◆ AUSGEWÄHLTER TEXT:
▶

Jutarnji list (HR) /

Putin kann aufatmen

Scholz' Versicherungen an Moskau mögen auch einen Beitrag zur Deeskalation geleistet haben, kommentiert Jutarnji list:

„Als wichtigstes Ergebnis des Treffens zwischen dem russischen und dem deutschen Staatschef am Dienstag heben russische Medien folgendes hervor: Die Ukraine wird kein Nato-Mitglied, jedenfalls nicht bald. Die Russen betonten Scholz' Worte, dass eine Nato-Erweiterung 'im Moment nicht zur Diskussion' stehe oder auf dem Tisch läge, sogar dass das Thema nicht eröffnet werde, 'solange er oder Putin an der Macht' seien. ... Viele deuteten diese Aussage so, dass Putin aufatmen kann, da er vom deutschen Kanzler hörte, was Balsam für seine Seele ist: Solange er an der Macht sei, kommt die Ukraine nicht in die Nato. Und über die Länge seiner Regierungszeit entscheidet alleine er selbst.“

The Times (GB) /

Dem Frieden ist nicht zu trauen

Man sollte den Teilabzug besser nicht vorschnell als diplomatischen Erfolg feiern, warnt The Times:

„Russische Zugeständnisse sind immer taktischer Natur. Wenn die Truppen abgezogen werden - angeblich weil sie ihre militärischen Übungen beendet haben -, aber die gesamte schwere Ausrüstung, die für eine Invasion benötigt wird, an Ort und Stelle bleibt, dann hätten die Truppen auch gleich bleiben können, wo sie waren. Sie oder eine Ersatztruppe könnten innerhalb weniger Stunden zurück sein. Außerdem wird gleichzeitig der Druck auf die abtrünnigen ukrainischen Provinzen erhöht, die 2014 zum Casus belli wurden und die massive russische Unterstützung sowie russische Pässe für Tausende ihrer Bürger erhalten haben.“

La Stampa (IT) /

Und was geschieht im Donbass?

◀

◆ AUFGABENSTELLUNG:
Fassen Sie die Presseschau zum Treffen von Putin und Scholz in zwei Sätzen zusammen.

◆ DATEN:
▶

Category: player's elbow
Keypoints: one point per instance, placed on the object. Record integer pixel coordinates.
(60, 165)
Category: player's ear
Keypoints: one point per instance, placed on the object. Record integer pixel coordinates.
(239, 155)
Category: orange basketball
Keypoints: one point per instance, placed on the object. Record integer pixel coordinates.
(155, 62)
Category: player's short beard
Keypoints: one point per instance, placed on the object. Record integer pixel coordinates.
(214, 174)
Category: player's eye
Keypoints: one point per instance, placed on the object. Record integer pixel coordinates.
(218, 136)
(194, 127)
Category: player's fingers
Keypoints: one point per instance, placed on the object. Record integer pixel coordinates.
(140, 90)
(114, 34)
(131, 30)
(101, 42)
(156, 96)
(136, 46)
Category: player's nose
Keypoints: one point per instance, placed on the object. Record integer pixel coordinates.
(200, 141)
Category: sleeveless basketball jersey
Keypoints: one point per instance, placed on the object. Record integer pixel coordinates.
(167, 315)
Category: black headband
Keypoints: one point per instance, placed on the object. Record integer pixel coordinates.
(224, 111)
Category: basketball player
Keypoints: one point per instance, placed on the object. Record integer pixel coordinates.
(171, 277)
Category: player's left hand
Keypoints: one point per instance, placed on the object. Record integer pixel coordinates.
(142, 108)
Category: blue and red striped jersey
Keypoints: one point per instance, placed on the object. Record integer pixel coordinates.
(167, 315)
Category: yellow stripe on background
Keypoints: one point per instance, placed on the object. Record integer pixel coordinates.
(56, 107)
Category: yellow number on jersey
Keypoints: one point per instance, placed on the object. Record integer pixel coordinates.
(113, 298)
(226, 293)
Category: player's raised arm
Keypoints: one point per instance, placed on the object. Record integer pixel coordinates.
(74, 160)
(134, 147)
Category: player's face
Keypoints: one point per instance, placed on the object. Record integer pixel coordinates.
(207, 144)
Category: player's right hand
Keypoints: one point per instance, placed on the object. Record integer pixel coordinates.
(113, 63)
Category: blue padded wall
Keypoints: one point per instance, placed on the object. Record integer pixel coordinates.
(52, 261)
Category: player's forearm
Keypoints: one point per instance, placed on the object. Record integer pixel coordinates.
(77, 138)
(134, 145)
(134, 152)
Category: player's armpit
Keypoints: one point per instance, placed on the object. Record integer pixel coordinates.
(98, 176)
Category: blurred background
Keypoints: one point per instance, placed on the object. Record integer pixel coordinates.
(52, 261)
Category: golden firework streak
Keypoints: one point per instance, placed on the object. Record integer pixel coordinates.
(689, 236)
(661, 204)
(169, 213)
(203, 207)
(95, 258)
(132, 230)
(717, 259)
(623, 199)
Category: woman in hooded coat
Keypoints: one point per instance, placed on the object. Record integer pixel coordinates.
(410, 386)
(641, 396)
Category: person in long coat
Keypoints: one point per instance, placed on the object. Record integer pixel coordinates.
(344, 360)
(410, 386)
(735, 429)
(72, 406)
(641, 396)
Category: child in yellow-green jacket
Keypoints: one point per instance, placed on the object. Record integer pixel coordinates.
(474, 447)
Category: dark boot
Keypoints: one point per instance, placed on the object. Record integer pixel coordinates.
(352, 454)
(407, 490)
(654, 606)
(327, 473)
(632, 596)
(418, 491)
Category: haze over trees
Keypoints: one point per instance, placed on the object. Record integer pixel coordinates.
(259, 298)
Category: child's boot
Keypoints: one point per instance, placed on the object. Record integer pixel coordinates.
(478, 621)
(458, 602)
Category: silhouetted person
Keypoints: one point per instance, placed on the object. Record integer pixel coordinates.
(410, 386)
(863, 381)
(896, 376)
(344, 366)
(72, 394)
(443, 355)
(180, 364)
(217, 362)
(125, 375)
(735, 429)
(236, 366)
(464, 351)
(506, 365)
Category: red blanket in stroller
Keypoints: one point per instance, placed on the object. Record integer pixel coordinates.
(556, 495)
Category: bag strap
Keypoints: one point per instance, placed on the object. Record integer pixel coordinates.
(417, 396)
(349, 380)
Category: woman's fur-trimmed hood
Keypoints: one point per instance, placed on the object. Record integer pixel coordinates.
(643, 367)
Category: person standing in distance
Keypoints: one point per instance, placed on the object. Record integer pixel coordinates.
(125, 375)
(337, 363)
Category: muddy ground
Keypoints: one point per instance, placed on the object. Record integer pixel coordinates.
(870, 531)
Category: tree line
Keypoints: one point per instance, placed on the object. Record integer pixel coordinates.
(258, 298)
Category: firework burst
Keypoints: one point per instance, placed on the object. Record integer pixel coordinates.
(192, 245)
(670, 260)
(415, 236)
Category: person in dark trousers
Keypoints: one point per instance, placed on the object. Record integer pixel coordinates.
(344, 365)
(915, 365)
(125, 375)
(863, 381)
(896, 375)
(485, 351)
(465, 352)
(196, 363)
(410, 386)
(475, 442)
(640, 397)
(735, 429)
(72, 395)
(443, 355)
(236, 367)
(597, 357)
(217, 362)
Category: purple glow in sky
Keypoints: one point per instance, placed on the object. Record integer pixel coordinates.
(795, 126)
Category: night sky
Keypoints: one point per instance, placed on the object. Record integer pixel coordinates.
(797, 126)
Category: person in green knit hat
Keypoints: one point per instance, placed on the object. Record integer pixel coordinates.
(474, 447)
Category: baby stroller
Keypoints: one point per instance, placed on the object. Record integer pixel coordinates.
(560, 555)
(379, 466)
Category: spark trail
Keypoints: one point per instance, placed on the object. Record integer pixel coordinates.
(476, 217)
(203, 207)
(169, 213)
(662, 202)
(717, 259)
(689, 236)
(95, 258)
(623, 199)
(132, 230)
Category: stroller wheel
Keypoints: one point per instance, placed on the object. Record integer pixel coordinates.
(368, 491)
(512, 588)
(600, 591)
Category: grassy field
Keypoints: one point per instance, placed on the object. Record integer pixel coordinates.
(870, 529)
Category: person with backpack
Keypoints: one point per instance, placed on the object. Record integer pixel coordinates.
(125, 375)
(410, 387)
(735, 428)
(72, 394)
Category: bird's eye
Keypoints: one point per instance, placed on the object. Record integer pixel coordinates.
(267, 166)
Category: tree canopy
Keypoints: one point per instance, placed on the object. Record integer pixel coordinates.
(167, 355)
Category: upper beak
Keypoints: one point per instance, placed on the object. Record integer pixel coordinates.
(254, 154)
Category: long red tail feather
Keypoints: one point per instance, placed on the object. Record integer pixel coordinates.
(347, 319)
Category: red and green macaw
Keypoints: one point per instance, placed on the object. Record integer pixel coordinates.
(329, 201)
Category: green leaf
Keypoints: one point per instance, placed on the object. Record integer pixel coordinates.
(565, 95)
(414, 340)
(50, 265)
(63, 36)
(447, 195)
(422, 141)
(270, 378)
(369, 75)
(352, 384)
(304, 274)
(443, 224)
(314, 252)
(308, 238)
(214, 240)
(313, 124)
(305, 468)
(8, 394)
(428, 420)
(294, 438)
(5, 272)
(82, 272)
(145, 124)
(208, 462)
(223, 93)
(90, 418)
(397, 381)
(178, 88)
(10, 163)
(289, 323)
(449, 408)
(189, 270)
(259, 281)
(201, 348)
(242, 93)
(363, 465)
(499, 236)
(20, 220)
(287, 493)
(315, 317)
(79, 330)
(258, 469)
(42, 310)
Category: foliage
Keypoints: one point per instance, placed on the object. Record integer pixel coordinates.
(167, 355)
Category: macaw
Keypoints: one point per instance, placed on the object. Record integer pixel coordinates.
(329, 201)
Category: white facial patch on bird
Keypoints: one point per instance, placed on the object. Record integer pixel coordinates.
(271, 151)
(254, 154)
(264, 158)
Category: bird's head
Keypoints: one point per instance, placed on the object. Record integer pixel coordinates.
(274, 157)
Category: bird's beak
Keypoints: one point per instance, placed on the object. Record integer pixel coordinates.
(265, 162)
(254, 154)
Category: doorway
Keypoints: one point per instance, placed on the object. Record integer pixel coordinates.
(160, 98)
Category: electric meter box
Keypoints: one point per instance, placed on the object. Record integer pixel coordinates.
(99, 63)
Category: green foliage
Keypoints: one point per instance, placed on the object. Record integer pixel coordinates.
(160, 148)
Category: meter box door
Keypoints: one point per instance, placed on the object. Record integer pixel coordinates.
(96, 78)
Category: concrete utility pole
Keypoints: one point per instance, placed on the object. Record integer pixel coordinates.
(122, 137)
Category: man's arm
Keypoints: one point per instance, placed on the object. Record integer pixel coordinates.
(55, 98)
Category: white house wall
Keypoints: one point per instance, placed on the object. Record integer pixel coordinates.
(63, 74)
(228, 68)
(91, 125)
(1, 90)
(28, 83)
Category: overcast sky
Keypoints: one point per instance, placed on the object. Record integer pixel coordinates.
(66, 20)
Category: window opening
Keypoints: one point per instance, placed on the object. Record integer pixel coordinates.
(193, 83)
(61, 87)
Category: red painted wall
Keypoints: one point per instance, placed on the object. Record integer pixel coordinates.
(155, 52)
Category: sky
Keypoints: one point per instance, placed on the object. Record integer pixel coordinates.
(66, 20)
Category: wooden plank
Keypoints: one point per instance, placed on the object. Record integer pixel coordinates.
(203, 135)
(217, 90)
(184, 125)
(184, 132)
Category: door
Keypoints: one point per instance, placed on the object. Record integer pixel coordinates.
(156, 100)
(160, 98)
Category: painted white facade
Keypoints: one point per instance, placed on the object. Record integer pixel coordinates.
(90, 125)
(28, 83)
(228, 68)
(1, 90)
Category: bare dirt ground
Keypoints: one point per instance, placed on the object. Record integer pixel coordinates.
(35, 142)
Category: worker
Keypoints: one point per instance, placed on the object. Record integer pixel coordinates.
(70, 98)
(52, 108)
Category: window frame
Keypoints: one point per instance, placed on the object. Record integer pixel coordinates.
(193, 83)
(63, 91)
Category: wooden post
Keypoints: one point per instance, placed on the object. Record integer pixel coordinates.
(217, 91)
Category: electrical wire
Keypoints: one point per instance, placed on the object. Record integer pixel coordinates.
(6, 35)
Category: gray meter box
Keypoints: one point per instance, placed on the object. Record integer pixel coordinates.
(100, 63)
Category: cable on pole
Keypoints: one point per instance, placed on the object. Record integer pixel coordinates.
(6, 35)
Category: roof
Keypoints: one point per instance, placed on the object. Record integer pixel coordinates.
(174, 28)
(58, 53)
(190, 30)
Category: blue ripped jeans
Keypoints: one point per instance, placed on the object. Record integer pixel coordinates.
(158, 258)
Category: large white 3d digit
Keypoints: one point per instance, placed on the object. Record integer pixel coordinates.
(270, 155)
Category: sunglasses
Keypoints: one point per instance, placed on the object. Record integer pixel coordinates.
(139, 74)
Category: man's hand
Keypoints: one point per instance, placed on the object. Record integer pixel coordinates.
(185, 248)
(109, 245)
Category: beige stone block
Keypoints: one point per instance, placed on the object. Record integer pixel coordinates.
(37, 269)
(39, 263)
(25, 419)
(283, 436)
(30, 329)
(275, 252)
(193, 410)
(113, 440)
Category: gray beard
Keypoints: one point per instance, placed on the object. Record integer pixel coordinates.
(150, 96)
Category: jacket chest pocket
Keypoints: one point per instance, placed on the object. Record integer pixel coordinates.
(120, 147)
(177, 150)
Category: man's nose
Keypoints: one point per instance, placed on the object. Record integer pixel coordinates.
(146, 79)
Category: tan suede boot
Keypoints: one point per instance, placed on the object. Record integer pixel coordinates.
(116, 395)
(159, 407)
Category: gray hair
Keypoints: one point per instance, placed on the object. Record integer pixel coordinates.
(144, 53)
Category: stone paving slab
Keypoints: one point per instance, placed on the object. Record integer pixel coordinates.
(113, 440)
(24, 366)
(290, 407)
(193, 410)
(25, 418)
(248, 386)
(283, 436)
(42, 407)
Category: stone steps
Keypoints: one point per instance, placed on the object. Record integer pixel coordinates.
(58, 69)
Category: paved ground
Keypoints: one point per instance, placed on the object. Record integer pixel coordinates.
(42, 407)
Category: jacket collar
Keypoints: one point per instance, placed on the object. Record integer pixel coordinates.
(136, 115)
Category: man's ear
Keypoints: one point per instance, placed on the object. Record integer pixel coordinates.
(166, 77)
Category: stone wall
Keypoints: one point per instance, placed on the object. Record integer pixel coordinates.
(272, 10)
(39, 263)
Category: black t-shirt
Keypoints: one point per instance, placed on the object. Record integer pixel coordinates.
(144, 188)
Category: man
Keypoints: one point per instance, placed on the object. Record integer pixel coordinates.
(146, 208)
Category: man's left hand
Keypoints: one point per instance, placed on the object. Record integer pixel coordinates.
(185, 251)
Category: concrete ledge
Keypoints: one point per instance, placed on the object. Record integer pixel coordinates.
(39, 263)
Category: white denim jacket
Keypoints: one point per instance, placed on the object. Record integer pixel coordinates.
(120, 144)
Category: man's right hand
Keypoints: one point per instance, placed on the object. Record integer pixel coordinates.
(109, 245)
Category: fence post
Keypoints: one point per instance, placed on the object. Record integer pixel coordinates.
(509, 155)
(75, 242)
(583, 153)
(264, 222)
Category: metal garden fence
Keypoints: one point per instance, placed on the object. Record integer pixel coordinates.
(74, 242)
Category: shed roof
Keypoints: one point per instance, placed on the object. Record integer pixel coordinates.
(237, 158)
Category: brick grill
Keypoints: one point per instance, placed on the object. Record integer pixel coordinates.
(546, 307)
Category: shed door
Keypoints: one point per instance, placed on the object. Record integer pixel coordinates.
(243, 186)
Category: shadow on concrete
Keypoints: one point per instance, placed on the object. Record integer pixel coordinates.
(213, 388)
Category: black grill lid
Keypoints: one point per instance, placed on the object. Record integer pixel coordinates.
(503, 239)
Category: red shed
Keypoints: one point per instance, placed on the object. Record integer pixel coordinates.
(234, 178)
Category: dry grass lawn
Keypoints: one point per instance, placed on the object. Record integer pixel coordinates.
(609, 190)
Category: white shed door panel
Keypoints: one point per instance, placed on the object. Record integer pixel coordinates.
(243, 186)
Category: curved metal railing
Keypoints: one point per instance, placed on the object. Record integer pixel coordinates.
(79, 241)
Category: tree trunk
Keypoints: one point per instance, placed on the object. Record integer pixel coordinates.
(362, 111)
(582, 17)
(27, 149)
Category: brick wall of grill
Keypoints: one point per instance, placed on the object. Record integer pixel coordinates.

◀

◆ SCHRIFTLICHE ANTWORT:
Laut Jutarnji list heben russische Medien als wichtigstes Ergebnis des Treffens zwischen Putin und Scholz hervor, dass die Ukraine vorerst kein Nato-Mitglied wird, was viele so deuten, dass Putin aufatmen kann. The Times warnt dagegen davor, den Teilabzug vorschnell als diplomatischen Erfolg zu feiern, da die schwere Ausrüstung an Ort und Stelle bleibt und die Truppen innerhalb weniger Stunden zurück sein könnten.